### Records for processing:
┄┄┄┄┄┄

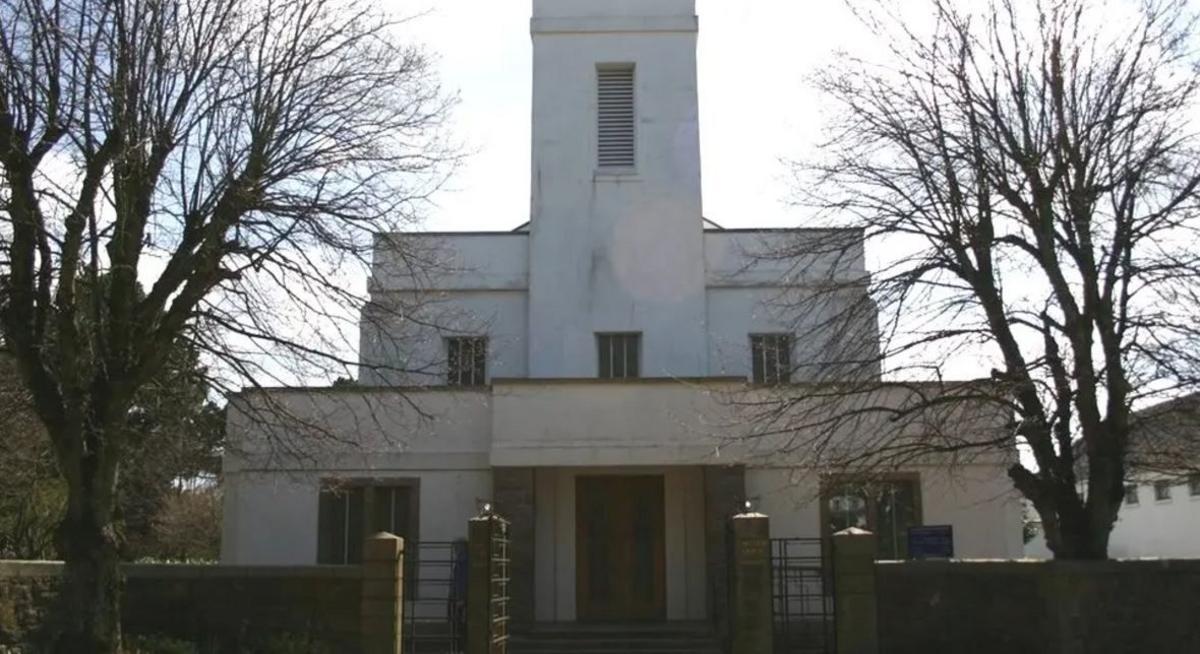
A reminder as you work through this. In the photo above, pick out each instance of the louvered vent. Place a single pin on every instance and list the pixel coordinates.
(615, 126)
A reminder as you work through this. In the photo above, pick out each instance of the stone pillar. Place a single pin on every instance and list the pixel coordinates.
(479, 585)
(383, 593)
(724, 497)
(753, 627)
(514, 498)
(853, 592)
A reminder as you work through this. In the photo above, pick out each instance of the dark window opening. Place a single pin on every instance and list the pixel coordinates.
(467, 361)
(887, 508)
(619, 355)
(771, 358)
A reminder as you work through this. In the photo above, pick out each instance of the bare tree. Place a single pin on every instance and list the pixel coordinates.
(1024, 177)
(237, 157)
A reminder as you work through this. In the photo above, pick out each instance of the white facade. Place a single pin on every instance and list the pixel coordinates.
(1151, 526)
(1159, 527)
(605, 251)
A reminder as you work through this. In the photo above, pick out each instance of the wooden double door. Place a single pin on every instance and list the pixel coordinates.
(619, 547)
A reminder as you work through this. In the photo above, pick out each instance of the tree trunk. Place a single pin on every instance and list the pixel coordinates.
(1079, 538)
(89, 618)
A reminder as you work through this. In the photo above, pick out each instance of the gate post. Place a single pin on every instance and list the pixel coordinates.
(487, 585)
(853, 592)
(753, 629)
(383, 593)
(479, 575)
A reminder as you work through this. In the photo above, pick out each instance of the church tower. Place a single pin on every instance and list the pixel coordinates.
(616, 237)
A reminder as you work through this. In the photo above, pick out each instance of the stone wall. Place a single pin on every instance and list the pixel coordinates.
(1119, 606)
(220, 606)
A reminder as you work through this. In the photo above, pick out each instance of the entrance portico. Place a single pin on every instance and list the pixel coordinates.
(619, 544)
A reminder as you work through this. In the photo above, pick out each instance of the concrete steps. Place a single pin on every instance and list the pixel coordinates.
(611, 639)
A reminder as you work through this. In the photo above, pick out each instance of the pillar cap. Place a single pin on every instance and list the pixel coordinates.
(749, 515)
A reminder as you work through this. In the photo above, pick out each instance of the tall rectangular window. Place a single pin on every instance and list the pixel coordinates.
(887, 508)
(619, 355)
(616, 117)
(467, 361)
(348, 513)
(340, 526)
(771, 358)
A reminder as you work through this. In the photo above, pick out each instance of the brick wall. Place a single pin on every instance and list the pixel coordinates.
(983, 607)
(217, 605)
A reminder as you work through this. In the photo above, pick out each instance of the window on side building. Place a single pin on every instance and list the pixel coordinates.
(1163, 491)
(883, 507)
(348, 513)
(771, 358)
(618, 355)
(467, 360)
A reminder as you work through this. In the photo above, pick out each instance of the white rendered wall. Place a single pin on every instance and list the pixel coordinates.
(270, 519)
(616, 252)
(411, 351)
(270, 497)
(555, 541)
(466, 285)
(1158, 528)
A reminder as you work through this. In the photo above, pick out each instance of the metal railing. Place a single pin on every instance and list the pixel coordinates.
(802, 598)
(435, 610)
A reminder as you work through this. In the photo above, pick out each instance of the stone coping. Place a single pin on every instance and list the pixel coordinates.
(187, 570)
(1109, 565)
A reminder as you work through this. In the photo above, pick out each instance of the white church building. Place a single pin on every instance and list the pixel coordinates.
(575, 371)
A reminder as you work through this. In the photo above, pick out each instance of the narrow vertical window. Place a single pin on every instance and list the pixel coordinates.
(615, 117)
(349, 513)
(340, 527)
(619, 355)
(467, 361)
(771, 358)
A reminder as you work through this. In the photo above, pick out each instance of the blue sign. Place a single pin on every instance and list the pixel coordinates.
(931, 541)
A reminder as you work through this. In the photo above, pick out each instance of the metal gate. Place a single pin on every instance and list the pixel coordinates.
(435, 598)
(802, 598)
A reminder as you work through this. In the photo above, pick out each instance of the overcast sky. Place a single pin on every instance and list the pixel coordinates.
(755, 108)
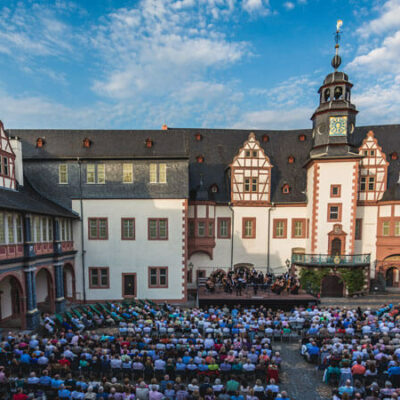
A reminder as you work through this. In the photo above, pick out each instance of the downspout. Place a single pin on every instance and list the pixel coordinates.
(232, 232)
(269, 237)
(82, 231)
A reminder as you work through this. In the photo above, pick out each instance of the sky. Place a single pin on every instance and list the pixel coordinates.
(254, 64)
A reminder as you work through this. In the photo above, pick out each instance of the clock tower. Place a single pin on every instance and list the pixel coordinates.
(335, 118)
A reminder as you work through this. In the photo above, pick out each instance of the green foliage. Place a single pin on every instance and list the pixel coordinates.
(352, 278)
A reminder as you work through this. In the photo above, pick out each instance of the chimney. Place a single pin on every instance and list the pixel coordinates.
(16, 145)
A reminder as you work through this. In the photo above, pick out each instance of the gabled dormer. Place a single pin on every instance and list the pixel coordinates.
(373, 170)
(251, 175)
(7, 161)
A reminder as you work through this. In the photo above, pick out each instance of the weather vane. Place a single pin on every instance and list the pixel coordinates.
(336, 61)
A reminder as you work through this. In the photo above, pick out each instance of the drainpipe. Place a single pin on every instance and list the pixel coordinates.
(269, 236)
(82, 231)
(232, 231)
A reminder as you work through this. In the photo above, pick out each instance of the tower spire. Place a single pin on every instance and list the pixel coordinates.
(336, 60)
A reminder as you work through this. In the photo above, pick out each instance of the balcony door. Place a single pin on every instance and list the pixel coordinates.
(336, 247)
(128, 285)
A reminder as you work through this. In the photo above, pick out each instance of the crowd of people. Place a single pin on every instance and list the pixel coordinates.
(358, 351)
(243, 278)
(146, 351)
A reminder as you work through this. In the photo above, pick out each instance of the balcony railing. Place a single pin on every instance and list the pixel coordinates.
(327, 260)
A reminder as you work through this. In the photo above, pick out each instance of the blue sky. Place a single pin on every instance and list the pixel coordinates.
(192, 63)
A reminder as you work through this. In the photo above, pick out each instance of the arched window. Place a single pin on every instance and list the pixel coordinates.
(285, 189)
(327, 94)
(338, 93)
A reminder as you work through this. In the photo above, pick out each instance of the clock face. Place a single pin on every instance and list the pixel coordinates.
(337, 126)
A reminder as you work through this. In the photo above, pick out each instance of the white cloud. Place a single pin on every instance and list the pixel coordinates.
(289, 5)
(388, 19)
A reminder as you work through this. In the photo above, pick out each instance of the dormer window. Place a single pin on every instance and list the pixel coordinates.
(86, 143)
(327, 95)
(214, 188)
(285, 189)
(302, 138)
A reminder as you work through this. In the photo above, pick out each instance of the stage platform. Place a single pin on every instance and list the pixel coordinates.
(248, 298)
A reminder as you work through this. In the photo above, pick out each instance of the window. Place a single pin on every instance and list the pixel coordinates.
(127, 173)
(298, 228)
(358, 230)
(334, 212)
(10, 222)
(397, 228)
(5, 166)
(63, 174)
(251, 185)
(128, 228)
(385, 228)
(371, 183)
(249, 228)
(158, 277)
(367, 184)
(280, 228)
(99, 278)
(44, 229)
(158, 173)
(18, 221)
(336, 190)
(91, 173)
(37, 230)
(128, 285)
(2, 229)
(201, 229)
(158, 229)
(224, 228)
(192, 228)
(98, 229)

┄┄┄┄┄┄

Repeat the records verbatim, excluding pictures.

A reminder as you work through this. In the photo above, pick out each instance of the louvered vent. Place a single pin on every instance and list the pixel coordinates.
(615, 126)
A reminder as you work through this. In the photo above, pick out each instance of the stone pillar. Place a single pin on every instance and list the pixel coordinates.
(479, 585)
(383, 593)
(724, 497)
(753, 627)
(514, 498)
(853, 592)
A reminder as you work through this. In the photo above, pick out each instance of the dark window opening. Place a single pin on every instance and list the pixel coordinates.
(467, 361)
(887, 508)
(619, 355)
(771, 358)
A reminder as you work through this. In the photo above, pick out each instance of the bare tree. Place a single pin on every instance and list the pixel coordinates.
(1024, 177)
(237, 157)
A reminder as you work through this. In the photo above, pick out each instance of the white facade. Place a single pin on every instance and list the pixel coordinates.
(1151, 526)
(1159, 527)
(605, 251)
A reminder as you work through this. In the photo above, pick out each instance of the wooden double door. Place a single pin on every instance and list the pixel coordinates.
(619, 547)
A reminder as you work through this. In the photo above, pick out each instance of the tree trunk. Place a single pin on every instance and list the pixel coordinates.
(1079, 538)
(89, 618)
A reminder as you work through this. In the photo above, pick out each instance of the gate post. Place a single pin on every instance and list the pixel coordinates.
(487, 585)
(853, 592)
(753, 629)
(383, 593)
(479, 575)
A reminder as you work through this. In the photo above, pick out each instance of the church tower. Place a single pin on every instance and list the pixel coordinates.
(616, 237)
A reminder as you work through this. In the photo above, pick out each instance of the stone wall. Place a single pin on every instance and list the pixel coordinates.
(1119, 606)
(220, 606)
A reminder as you work through this. In the photo above, pick out each instance of the entrance portico. Place a single pin on every instance and list the pixel coordinates.
(619, 544)
A reminder as you work through this. In the photo above, pick out each instance of the concrete steps. Place a single pin on every instance and list the pixel coordinates.
(611, 639)
A reminder as you work through this. In the photo above, pick out each instance of the pillar cap. Place a single pin on every instance and list the pixel coordinates.
(749, 515)
A reminder as you work through this. In the photo above, pick out each instance of the tall rectangular window. Place a single pin on every instance and list the pixel coordinates.
(887, 508)
(619, 355)
(616, 117)
(467, 361)
(348, 513)
(340, 526)
(771, 358)
A reminder as you work through this. In the photo above, pick out each instance of the brick wall. Place a single pin on every instance and list the pixel coordinates.
(983, 607)
(217, 605)
A reminder as you work through this. In the photo above, pick out each instance of the window on side building. Place a single pin on every instance and list the pixel coordinates.
(1163, 491)
(883, 507)
(348, 513)
(771, 358)
(618, 355)
(467, 360)
A reminder as you work through this. In the photo above, pick out each instance of the white rendered wall. Place a single pin on every instance and list the pixel coordinates.
(270, 519)
(616, 252)
(411, 351)
(270, 497)
(555, 541)
(466, 285)
(1158, 528)
A reminder as you work through this. In the photo above, pick out each instance of the metal railing. Place a single pin on every instance and list the pixel coordinates.
(802, 598)
(435, 610)
A reminder as you work through this. In the photo above, pick out each instance of the stone coping. Place a single pin on every instance and list the pixel coordinates.
(187, 570)
(1109, 565)
A reminder as you work through this. In the photo above, pick out each instance of the white church building. Place a single pin on every instance and list the pixel coordinates.
(575, 371)
A reminder as you work through this. In the photo above, pick out each instance of the narrow vertical window. Place a single pin on every instance and list the pixel coordinates.
(615, 117)
(349, 513)
(340, 527)
(619, 355)
(467, 361)
(771, 358)
A reminder as you work through this. In the photo above, pick out each instance of the blue sign. Place a single pin on every instance and list the pixel coordinates.
(931, 541)
A reminder as you work through this. In the photo above, pick out each instance of the metal gate. Place a single pin on every instance and list the pixel coordinates.
(435, 598)
(802, 598)
A reminder as you work through this. In the photo above, pick out each instance of the overcast sky. Place a single pin on every instance and list the pixel coordinates.
(755, 108)
A reminder as you work through this. In the photo above, pick out each instance of the downspout. Place a single pin on every instance and list the pixel coordinates.
(232, 232)
(269, 237)
(82, 231)
A reminder as you work through this. In the photo above, pick out each instance of the sky. Place a single pin on every instance and list the pixel coordinates.
(254, 64)
A reminder as you work through this. In the photo above, pick out each instance of the clock tower. Place a single pin on every instance and list the pixel coordinates.
(335, 118)
A reminder as you work through this. In the photo above, pick out each instance of the green foliage. Place a single pin on every instance and list the pixel coordinates.
(352, 278)
A reminder as you work through this. In the photo above, pick out each instance of the chimney. Place a single pin on every instance and list the pixel coordinates.
(16, 145)
A reminder as you work through this. In the photo above, pick out each instance of the gabled dormer. Place a single pin on every instance and list the pixel coordinates.
(373, 170)
(251, 175)
(7, 161)
A reminder as you work through this. In the photo above, pick out each instance of the weather vane. Place a single pin on every instance and list the pixel coordinates.
(336, 61)
A reminder as you work through this. In the photo above, pick out each instance of the drainpipe. Place a single pin on every instance and list the pixel coordinates.
(269, 236)
(82, 231)
(232, 231)
A reminder as you work through this. In the photo above, pick out each instance of the tower spire. Place a single pin on every instance and list the pixel coordinates.
(336, 60)
A reminder as you work through this. In the photo above, pick out each instance of the balcony door. Place a single pin on every instance and list the pixel coordinates.
(336, 247)
(128, 285)
A reminder as you work through this. In the photo above, pick out each instance of the crowd of people. Place a single pin on every instance and list the pixel coordinates.
(358, 351)
(243, 278)
(146, 351)
A reminder as you work through this. In the photo above, pick out each instance of the balcony railing. Place a single pin on every instance and list the pixel coordinates.
(327, 260)
A reminder as you work through this. In the photo above, pick out each instance of the blue sky. Place a single pin on every instance and list the pixel coordinates.
(192, 63)
A reminder as you work through this. In the photo above, pick out each instance of the arched window. Place a single pin on every instance and list the pixel coordinates.
(285, 189)
(327, 94)
(338, 93)
A reminder as you work through this. In the photo above, pick out each instance of the clock face. Place a single pin on every instance and list the pixel coordinates.
(337, 126)
A reminder as you work through this. In the photo above, pick out each instance of the white cloud. Place a single pin on every instance and list the pixel coordinates.
(289, 5)
(388, 19)
A reminder as you work through this. In the photo above, pick out each instance of the dormer window. Place a single pin on every instance and list the pixel coordinates.
(86, 143)
(327, 95)
(214, 188)
(285, 189)
(302, 138)
A reminder as you work through this. In the photo above, pick out each instance of the stage platform. Place a single pin on every instance and list the pixel coordinates.
(248, 298)
A reminder as you work through this. In the photo above, pick out each instance of the window. Place a single pin on every instance and list the pixel coordinates.
(127, 173)
(298, 228)
(358, 230)
(334, 212)
(10, 222)
(397, 228)
(5, 166)
(63, 174)
(251, 185)
(128, 228)
(385, 228)
(371, 183)
(249, 228)
(158, 277)
(367, 184)
(280, 228)
(99, 278)
(44, 229)
(158, 173)
(18, 221)
(336, 190)
(91, 173)
(37, 230)
(128, 285)
(2, 229)
(201, 229)
(158, 229)
(224, 228)
(192, 228)
(98, 229)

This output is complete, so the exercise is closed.